Records —
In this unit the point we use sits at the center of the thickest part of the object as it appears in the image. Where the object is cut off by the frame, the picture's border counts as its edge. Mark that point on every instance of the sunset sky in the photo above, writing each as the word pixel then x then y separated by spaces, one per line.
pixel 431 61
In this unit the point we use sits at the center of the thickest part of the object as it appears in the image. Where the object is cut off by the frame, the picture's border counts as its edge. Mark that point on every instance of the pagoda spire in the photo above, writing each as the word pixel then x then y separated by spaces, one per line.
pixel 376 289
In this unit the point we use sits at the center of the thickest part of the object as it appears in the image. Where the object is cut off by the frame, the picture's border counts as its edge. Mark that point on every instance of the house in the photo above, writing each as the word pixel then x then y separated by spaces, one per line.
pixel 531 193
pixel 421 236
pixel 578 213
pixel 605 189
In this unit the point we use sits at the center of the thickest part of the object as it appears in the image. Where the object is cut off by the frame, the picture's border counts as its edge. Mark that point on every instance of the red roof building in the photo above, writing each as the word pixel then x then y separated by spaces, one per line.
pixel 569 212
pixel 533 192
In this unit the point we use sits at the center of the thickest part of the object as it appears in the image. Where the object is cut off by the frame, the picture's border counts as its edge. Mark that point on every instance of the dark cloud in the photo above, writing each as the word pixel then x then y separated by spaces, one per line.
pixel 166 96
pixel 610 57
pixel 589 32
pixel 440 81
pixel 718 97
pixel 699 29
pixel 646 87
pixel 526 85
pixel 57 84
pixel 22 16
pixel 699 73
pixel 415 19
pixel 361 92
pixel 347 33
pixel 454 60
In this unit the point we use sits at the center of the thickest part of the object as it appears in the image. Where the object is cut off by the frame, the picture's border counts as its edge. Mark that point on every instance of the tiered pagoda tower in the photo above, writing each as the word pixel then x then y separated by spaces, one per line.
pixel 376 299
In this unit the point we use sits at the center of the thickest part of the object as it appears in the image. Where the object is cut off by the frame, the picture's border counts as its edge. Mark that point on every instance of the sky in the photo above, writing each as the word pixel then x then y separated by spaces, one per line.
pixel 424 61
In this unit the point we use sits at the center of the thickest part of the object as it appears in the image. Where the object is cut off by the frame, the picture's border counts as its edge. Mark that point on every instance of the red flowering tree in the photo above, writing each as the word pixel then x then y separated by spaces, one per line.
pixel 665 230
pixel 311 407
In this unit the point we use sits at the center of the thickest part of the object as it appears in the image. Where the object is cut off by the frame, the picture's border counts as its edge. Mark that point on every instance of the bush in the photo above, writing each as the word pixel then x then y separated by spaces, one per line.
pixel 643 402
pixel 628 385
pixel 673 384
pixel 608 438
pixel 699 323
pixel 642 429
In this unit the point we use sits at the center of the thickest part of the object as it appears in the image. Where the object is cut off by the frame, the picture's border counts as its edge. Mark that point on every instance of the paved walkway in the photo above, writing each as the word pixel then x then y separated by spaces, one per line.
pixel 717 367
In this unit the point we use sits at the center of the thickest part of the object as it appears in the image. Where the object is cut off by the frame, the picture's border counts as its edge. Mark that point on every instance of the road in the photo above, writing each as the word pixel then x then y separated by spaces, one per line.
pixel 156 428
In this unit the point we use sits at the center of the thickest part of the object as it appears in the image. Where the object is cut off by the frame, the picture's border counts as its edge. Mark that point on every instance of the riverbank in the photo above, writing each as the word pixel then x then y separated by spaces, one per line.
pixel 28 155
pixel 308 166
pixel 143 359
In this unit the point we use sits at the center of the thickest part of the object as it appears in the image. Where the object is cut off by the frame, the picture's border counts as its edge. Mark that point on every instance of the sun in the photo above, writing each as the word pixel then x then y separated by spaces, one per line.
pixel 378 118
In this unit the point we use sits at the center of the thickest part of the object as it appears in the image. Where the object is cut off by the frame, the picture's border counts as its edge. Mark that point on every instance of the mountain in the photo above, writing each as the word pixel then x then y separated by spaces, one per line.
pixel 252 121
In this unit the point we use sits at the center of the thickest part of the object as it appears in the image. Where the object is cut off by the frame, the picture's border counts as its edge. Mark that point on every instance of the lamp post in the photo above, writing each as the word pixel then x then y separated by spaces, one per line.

Prompt —
Restate every record verbatim.

Exercise solution —
In this unit the point we use sits at the center of the thickest part of the object as it appears in the image. Where the object is cut off by the frame, the picture's border counts as its edge. Mark that point on every instance of the sunset sky in the photo above, writing each as the word pixel then x then y separated by spaces, one per line.
pixel 431 61
In this unit the point we use sits at the center of the thickest part of the object as it appears in the image. Where the object is cut off by the frame, the picture's border counts as its edge. Mark that point on every instance of the pagoda spire in the photo above, writing each as the word pixel then x then y separated by spaces, one per line.
pixel 376 289
In this unit the point we use sits at the center of the thickest part of the object as it appears in the image. Where the object is cut off by the frame, the picture's border counts as its edge. Mark that point on every instance of the house in the photo above, writing each as the word pixel then x then y separated by spaces, one per line.
pixel 531 193
pixel 421 236
pixel 578 213
pixel 605 189
In this unit the point we use sits at the center of the thickest part of the object as it appears in the image. Where the object is cut off by the frame, the picture's border counts as its edge. Mark that point on every instance of the red roof building in the photo above, writing each as the word pixel then x then y separated by spaces, one per line.
pixel 569 212
pixel 533 192
In this unit the point we use sits at the center of the thickest part of the object as it appears in the image. Where the object is cut off by the frame, the picture's border counts as its edge. Mark that point on every instance of the dark cloud in the photo above, writing each as the word pixel then x then y separated by spaces, one per line.
pixel 166 96
pixel 610 57
pixel 589 32
pixel 440 81
pixel 718 97
pixel 699 29
pixel 646 87
pixel 526 85
pixel 57 84
pixel 22 16
pixel 699 73
pixel 415 19
pixel 361 92
pixel 347 33
pixel 454 60
In this unit the point we use sits at the center of the thickest part of the object as it appears in the image. Where the object is cut off by the frame, the picture's border counts as its edge. Mark that point on every instance of the tiered pagoda tower in the photo above, writing each as the word pixel then x then y separated by spaces, one per line.
pixel 376 299
In this unit the point we use sits at the center of the thickest part of the object as it appears in the image. Where the object is cut off by the frame, the picture's border counts as its edge. Mark that point on every instance of the sky in the photo above, writing each as the word pixel then x then y separated by spaces, one per line.
pixel 424 61
In this unit the point we use sits at the center of the thickest part of the object as it appears in the image. Where the object is cut off by the frame, the picture's border counts as its edge. Mark that point on every instance of the red flowering tree in the photo above, writing each as the word pixel then x then y separated by spaces, one per line.
pixel 665 230
pixel 311 407
In this unit the point we use sits at the center of the thickest part of the object as it appears in the image. Where the object is cut off by the frame, the picture's border counts as its edge. Mark that point on every instance of the bush in the photo above, writing each as the word pixel then x then y separated by spaces, one per line.
pixel 643 402
pixel 628 385
pixel 673 384
pixel 608 438
pixel 699 323
pixel 642 429
In this unit the point we use sits at the center of the thickest part of the object as it appears in the image. Where the object is cut off by the frame, the picture's border counts as its edge. Mark that point on every instance of the paved walkway in the photo above, writing each as the word pixel then x then y separated by spaces, one per line.
pixel 717 367
In this unit the point we use sits at the center of the thickest part of the object as it appears in the image. Where the object is cut off by the frame, the picture's border counts as its edge. Mark that point on every instance of the road in the photo above, writing each as the word pixel then x then y separated by spaces, one per line.
pixel 156 428
In this unit the point we use sits at the center of the thickest part of the object as it appears in the image. Where the object is cut off by the frame, the picture's border counts as its edge. Mark that point on every instance of the riverbank in the photo above, writing each as the word pixel then x then y separated by spaces, one per line.
pixel 28 155
pixel 308 166
pixel 143 359
In this unit the point we use sits at the center of the thickest part of the object as it appears in the image. Where the object is cut off by the frame, the picture's border counts as its edge. Mark that point on every instance of the sun in the photo above, writing each as the word pixel then x then y separated by spaces, one per line.
pixel 378 118
In this unit the point we use sits at the center of the thickest part of the object as it appears in the image. Where the object is cut off by the frame, the picture's border counts as its edge. Mark that point on every instance of the mountain in the photo above, writing each as the word pixel then x then y separated by spaces, one per line.
pixel 252 121
In this unit the point we use sits at the center of the thickest part of the object as it appears in the image. Where the object is cut off by the frame, the picture's border counts as its edge. Mark that point on every instance of the lamp post in the photo above, writing each as the word pixel then x then y separated by spaces, one per line.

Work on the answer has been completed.